SUPPLIED DATA =
= = = = =

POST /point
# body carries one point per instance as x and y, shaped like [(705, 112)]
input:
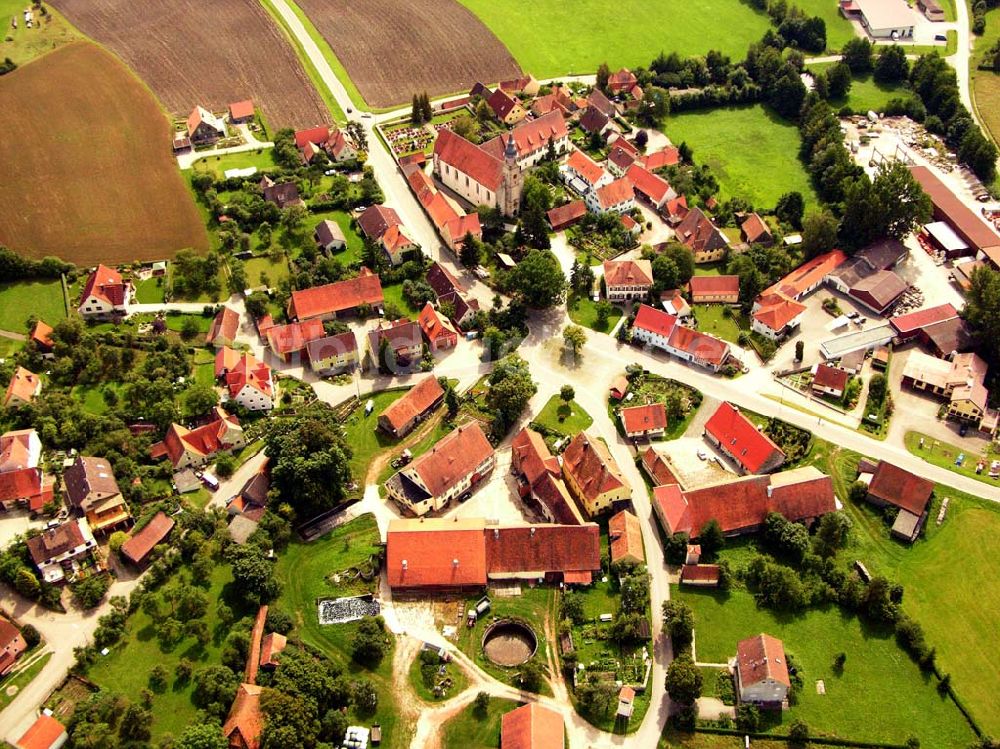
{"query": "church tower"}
[(513, 180)]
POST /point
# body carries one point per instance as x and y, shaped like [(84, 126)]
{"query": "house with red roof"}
[(698, 348), (400, 417), (776, 316), (45, 733), (592, 475), (195, 447), (740, 440), (761, 670), (741, 506), (334, 354), (437, 329), (714, 289), (224, 328), (23, 387), (106, 293), (532, 726), (288, 341), (625, 280), (625, 539), (616, 197), (644, 422), (653, 327), (454, 466), (338, 299)]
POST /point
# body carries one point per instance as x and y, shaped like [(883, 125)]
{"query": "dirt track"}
[(395, 48), (211, 54)]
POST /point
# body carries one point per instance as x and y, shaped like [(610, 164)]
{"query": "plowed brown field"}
[(87, 170), (204, 52), (395, 48)]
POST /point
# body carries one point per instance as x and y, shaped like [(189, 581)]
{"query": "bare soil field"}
[(394, 48), (208, 53), (87, 170)]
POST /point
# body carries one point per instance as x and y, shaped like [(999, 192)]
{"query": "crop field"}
[(93, 184), (751, 151), (550, 38), (205, 53), (392, 49)]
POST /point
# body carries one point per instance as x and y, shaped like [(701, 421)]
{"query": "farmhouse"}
[(61, 553), (593, 477), (455, 465), (714, 289), (776, 316), (399, 418), (140, 544), (395, 346), (736, 437), (23, 387), (697, 232), (625, 280), (532, 726), (328, 236), (194, 447), (105, 293), (762, 672), (643, 422), (204, 127), (334, 300), (625, 539), (910, 494), (91, 491), (948, 207), (539, 478), (224, 328), (437, 329)]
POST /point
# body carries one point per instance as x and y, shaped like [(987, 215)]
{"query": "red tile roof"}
[(625, 535), (44, 733), (416, 401), (701, 286), (807, 275), (224, 327), (655, 321), (914, 321), (287, 339), (737, 434), (644, 418), (901, 488), (628, 273), (140, 543), (469, 159), (334, 298), (762, 657), (435, 553), (565, 216), (532, 726)]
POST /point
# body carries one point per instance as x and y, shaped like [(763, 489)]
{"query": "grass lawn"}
[(713, 320), (881, 694), (364, 436), (150, 290), (126, 668), (21, 679), (550, 38), (583, 311), (44, 299), (944, 454), (471, 728), (753, 152), (567, 418), (304, 571), (865, 93)]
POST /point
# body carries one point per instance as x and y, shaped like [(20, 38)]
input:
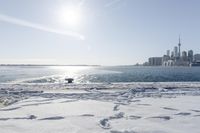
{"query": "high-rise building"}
[(155, 61), (184, 56), (168, 52), (176, 51), (190, 56), (179, 47), (197, 58)]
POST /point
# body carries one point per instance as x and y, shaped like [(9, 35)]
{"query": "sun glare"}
[(70, 16)]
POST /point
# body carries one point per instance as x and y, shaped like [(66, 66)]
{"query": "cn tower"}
[(179, 47)]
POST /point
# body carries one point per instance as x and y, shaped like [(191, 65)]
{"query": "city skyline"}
[(175, 57), (95, 32)]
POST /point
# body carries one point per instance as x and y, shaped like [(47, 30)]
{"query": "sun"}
[(70, 15)]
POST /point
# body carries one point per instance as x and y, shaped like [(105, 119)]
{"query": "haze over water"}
[(88, 74)]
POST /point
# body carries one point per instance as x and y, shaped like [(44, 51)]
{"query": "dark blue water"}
[(85, 74)]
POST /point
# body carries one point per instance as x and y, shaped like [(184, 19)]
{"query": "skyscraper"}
[(176, 52), (179, 47), (168, 52), (190, 56)]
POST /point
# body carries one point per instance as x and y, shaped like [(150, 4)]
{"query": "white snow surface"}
[(144, 108)]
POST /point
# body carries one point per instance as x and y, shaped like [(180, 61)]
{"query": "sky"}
[(95, 32)]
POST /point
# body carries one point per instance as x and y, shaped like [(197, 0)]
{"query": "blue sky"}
[(104, 32)]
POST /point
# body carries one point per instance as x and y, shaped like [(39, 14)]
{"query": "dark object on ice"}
[(104, 123), (69, 80)]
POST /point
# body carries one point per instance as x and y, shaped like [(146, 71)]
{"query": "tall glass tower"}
[(179, 47)]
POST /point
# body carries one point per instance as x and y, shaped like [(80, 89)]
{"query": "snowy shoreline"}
[(107, 108)]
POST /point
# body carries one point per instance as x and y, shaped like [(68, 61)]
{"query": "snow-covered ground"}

= = = = =

Can you convert all of the records above into a numbered list, with the blank lines dropped and the pictures left out of your answer?

SOLVED EXERCISE =
1. POST /point
2. # body carries one point per instance as x and y, shaped like [(705, 112)]
3. input:
4. {"query": "church tower"}
5. [(513, 180)]
6. POST /point
7. # body carries one point per instance as x and y, shaped like [(84, 126)]
8. {"query": "house with red roof"}
9. [(698, 348), (400, 417), (776, 316), (45, 733), (592, 475), (195, 447), (740, 440), (761, 670), (741, 506), (334, 354), (437, 329), (714, 289), (224, 328), (23, 387), (106, 293), (532, 726), (288, 341), (625, 280), (625, 539), (616, 197), (644, 422), (653, 327), (454, 466), (338, 299)]
10. POST /point
11. # body carries one point per instance as x and y, shaped like [(883, 125)]
12. {"query": "dirt track"}
13. [(395, 48), (211, 54)]
14. POST /point
15. # body carries one point per instance as x and y, shaped like [(610, 164)]
16. {"query": "plowed brown field"}
17. [(87, 170), (204, 52), (395, 48)]
18. POST /point
19. # body carries one point per instance as x and y, shaped like [(189, 581)]
20. {"query": "bare soil field"}
21. [(394, 48), (208, 53), (87, 170)]
22. POST /point
23. # body carries one point per instance as x and y, shaped like [(999, 192)]
24. {"query": "crop field"}
25. [(93, 184), (751, 151), (550, 38), (205, 53), (392, 49)]
26. POST /point
27. # body carries one point per instance as x and y, shaped like [(701, 421)]
28. {"query": "farmhouse"}
29. [(61, 553), (593, 477), (455, 465), (714, 289), (776, 316), (399, 418), (140, 544), (395, 346), (736, 437), (23, 387), (697, 232), (625, 280), (532, 726), (328, 236), (194, 447), (105, 293), (762, 672), (643, 422), (204, 127), (334, 300), (625, 539), (910, 494), (91, 491), (948, 207), (539, 478), (224, 328), (437, 329)]
30. POST /point
31. # body carries one point per instance as x and y, shaped like [(987, 215)]
32. {"query": "red tile roof"}
33. [(625, 535), (44, 733), (416, 401), (701, 286), (807, 275), (224, 327), (655, 321), (914, 321), (287, 339), (737, 434), (644, 418), (901, 488), (628, 273), (140, 543), (469, 159), (334, 298), (762, 657), (435, 553), (565, 216), (532, 726)]
34. POST /point
35. # body carries one point per instance as x and y, shaped like [(763, 489)]
36. {"query": "grass lawn"}
37. [(713, 320), (881, 694), (364, 436), (150, 290), (126, 668), (21, 679), (550, 38), (583, 311), (44, 299), (944, 454), (471, 728), (753, 152), (567, 418), (304, 571), (865, 93)]
38. POST /point
39. # body carries one point per instance as x and y, shaped like [(20, 38)]
40. input:
41. {"query": "high-rise building"}
42. [(155, 61), (184, 56), (168, 52), (176, 51), (190, 56), (179, 47), (197, 58)]
43. POST /point
44. # body carries one point per instance as x and y, shaped like [(9, 35)]
45. {"query": "sun glare"}
46. [(70, 16)]
47. POST /point
48. # body carries one point per instance as x and y, shaped like [(66, 66)]
49. {"query": "cn tower"}
50. [(179, 47)]
51. POST /point
52. # body carries one point per instance as x and y, shaped like [(191, 65)]
53. {"query": "city skyline"}
54. [(175, 57), (95, 32)]
55. POST /point
56. # body carries one point per instance as x and y, shaped like [(47, 30)]
57. {"query": "sun"}
58. [(70, 15)]
59. POST /point
60. # body carries one point per instance as x and y, shaped like [(105, 119)]
61. {"query": "haze over water"}
62. [(88, 74)]
63. POST /point
64. # body carries one point per instance as x and y, shaped like [(44, 51)]
65. {"query": "dark blue water"}
66. [(85, 74)]
67. POST /point
68. # body carries one point per instance as x and y, shaped like [(184, 19)]
69. {"query": "skyscraper"}
70. [(176, 52), (179, 47), (168, 52), (190, 56)]
71. POST /point
72. # body carries one point per instance as x and y, shaped like [(150, 4)]
73. {"query": "white snow surface"}
74. [(144, 108)]
75. POST /point
76. # body carries one point per instance as x and y, shaped like [(180, 61)]
77. {"query": "sky"}
78. [(95, 32)]
79. POST /point
80. # body carries one point per instance as x and y, shaped like [(197, 0)]
81. {"query": "blue sky"}
82. [(104, 32)]
83. POST /point
84. # body carries one point per instance as x and y, shaped like [(39, 14)]
85. {"query": "dark object on ice"}
86. [(104, 123), (69, 80)]
87. POST /point
88. # body carries one point per instance as x and y, shaped like [(146, 71)]
89. {"query": "tall glass tower"}
90. [(179, 47)]
91. POST /point
92. # body carries one point per instance as x and y, shaped like [(80, 89)]
93. {"query": "snowy shoreline"}
94. [(107, 108)]
95. POST /point
96. # body carries one point per instance as x and y, shaped like [(68, 61)]
97. {"query": "snow-covered ground"}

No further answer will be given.